* **WRITTEN EXERCISE**
Output every line of the items below as a JSON list of strings, one string per line, leaving out blank lines.

* **TASK INPUT**
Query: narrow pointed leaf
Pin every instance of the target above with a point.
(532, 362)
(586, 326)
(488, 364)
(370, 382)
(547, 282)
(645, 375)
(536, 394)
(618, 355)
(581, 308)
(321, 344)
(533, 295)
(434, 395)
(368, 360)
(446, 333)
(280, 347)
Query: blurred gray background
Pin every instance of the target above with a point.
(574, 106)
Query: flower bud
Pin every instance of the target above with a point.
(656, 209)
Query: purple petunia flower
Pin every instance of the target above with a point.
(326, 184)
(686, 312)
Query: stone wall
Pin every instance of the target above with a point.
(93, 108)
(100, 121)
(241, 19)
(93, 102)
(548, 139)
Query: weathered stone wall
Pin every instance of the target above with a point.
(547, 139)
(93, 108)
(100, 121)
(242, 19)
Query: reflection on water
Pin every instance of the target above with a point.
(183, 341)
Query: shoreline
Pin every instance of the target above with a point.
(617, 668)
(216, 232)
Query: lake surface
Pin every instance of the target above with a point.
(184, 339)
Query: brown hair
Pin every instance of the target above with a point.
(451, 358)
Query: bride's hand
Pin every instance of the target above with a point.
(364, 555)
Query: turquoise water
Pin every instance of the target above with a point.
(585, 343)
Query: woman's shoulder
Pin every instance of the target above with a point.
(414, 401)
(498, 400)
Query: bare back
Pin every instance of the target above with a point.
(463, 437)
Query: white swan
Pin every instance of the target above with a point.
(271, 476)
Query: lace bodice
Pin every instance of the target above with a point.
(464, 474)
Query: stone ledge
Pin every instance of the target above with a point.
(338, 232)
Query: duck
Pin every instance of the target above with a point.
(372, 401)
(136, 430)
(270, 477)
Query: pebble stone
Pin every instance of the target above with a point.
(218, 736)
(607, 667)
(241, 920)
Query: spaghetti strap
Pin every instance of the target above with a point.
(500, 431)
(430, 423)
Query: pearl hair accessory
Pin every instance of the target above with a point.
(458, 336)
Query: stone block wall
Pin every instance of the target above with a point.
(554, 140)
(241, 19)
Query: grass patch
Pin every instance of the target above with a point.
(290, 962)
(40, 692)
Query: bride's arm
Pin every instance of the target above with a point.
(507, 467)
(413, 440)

* **ANSWER TO THE PROBLEM**
[
  "Query: narrow pointed leaf",
  "Pin every instance of the target above with a point.",
  "(532, 362)",
  "(586, 326)",
  "(488, 364)",
  "(370, 382)",
  "(547, 282)",
  "(645, 375)",
  "(536, 394)",
  "(618, 355)",
  "(581, 308)",
  "(321, 344)",
  "(533, 295)",
  "(434, 395)",
  "(368, 360)",
  "(446, 333)",
  "(280, 347)",
  "Query: blurred gray background",
  "Pin every instance of the target above with a point.",
  "(574, 106)",
  "Query: flower bud",
  "Pin every instance of the target above with a point.",
  "(656, 209)",
  "Query: purple petunia flower",
  "Pin every instance of the target above with a point.",
  "(326, 184)",
  "(686, 312)",
  "Query: stone wall",
  "Pin every instance of the target above with a point.",
  "(93, 108)",
  "(100, 121)",
  "(241, 19)",
  "(93, 102)",
  "(548, 139)",
  "Query: weathered stone wall",
  "Pin every instance of the target above with a point.",
  "(547, 139)",
  "(93, 108)",
  "(100, 121)",
  "(242, 19)",
  "Query: reflection on water",
  "Pin every instance of the target above with a point.",
  "(183, 341)",
  "Query: shoreline",
  "Pin every instance of the target above with a point.",
  "(617, 668)",
  "(216, 232)",
  "Query: lake surface",
  "Pin every instance of the target above with a point.",
  "(184, 339)",
  "Query: brown hair",
  "Pin every instance of the target above with a point.",
  "(451, 358)",
  "Query: bride's hand",
  "Pin every instance of the target above with a point.",
  "(364, 555)",
  "Query: turquoise water",
  "Pin every instance of the target above with a point.",
  "(585, 343)",
  "Query: woman's shoulder",
  "Pin every instance of the target above with a point.",
  "(414, 401)",
  "(498, 400)",
  "Query: bare back",
  "Pin every instance of the target above with a point.",
  "(463, 437)",
  "Query: white swan",
  "Pin every instance of the target above with a point.",
  "(271, 476)",
  "Query: lace bodice",
  "Pin every instance of the target above with a point.",
  "(464, 474)",
  "Query: stone ledge",
  "Pin every instance of the target above with a point.",
  "(338, 232)",
  "Query: duck",
  "Pin every instance of the target above with a point.",
  "(372, 401)",
  "(136, 430)",
  "(270, 477)",
  "Query: pebble stone",
  "Pin every instance of the target above with a point.",
  "(218, 736)",
  "(607, 667)",
  "(241, 920)",
  "Query: spaghetti strap",
  "Pin every instance of the target above with a point.",
  "(500, 431)",
  "(430, 423)",
  "Query: pearl hair accessory",
  "Pin every instance of the target above with a point.",
  "(458, 336)",
  "Query: stone block wall",
  "Pin every instance of the target above with a point.",
  "(554, 140)",
  "(241, 19)",
  "Query: grass patch",
  "Pin every instance of the target above with a point.",
  "(290, 962)",
  "(40, 692)",
  "Query: bride's arm",
  "Pin every instance of the target above with a point.",
  "(507, 467)",
  "(413, 440)"
]